*** Block opens ***

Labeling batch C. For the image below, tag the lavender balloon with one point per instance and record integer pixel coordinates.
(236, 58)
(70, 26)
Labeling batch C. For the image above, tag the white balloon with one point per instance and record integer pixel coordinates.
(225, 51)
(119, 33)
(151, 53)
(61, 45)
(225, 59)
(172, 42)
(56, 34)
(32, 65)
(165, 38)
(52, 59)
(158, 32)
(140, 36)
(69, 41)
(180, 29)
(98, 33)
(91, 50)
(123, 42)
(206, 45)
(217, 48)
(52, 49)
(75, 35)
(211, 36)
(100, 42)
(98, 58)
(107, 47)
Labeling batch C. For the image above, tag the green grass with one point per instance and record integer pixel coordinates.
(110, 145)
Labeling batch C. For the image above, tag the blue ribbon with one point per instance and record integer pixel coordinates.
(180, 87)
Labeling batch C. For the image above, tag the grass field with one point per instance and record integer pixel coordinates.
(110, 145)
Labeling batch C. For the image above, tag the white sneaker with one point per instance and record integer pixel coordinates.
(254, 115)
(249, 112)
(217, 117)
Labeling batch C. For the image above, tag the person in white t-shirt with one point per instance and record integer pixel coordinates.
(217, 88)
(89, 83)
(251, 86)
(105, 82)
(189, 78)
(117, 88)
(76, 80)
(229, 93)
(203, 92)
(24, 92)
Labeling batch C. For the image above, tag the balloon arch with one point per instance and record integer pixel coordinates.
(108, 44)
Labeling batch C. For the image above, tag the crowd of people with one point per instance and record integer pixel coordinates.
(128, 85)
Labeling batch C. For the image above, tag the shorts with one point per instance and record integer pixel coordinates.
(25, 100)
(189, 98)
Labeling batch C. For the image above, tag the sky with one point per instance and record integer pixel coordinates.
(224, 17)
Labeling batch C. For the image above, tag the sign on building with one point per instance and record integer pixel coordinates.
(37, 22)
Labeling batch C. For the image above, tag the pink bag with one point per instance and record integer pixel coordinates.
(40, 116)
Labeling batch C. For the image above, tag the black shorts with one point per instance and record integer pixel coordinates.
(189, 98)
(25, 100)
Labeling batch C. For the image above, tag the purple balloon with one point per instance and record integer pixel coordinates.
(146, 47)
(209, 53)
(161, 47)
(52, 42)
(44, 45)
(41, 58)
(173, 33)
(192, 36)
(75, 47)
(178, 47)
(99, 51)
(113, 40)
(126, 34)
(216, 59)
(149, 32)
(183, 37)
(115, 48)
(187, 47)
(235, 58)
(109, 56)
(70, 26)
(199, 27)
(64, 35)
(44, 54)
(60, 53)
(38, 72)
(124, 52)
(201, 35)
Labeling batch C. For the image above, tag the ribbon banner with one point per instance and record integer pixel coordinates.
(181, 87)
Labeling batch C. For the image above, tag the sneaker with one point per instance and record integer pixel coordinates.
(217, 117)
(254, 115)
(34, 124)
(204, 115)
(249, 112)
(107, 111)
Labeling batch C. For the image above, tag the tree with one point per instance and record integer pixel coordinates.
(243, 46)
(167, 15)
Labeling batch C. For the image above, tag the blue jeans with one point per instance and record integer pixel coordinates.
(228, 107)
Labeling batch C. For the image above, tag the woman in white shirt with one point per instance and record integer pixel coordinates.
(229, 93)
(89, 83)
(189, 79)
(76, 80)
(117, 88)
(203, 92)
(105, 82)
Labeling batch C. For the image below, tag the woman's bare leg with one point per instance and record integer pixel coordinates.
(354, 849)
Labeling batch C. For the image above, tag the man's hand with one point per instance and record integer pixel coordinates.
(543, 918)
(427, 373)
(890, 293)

*** Block closes ***

> **EXERCISE OBJECTIVE**
Retype exactly, please, each line from the line that contains "Labeling batch C. For the image above, tag the man's" through the last line of the entries above, with nothing added.

> **EXERCISE ANSWER**
Labeling batch C. For the image above, tag the man's hand with one point per instance and record integer pixel coordinates.
(543, 918)
(427, 373)
(890, 293)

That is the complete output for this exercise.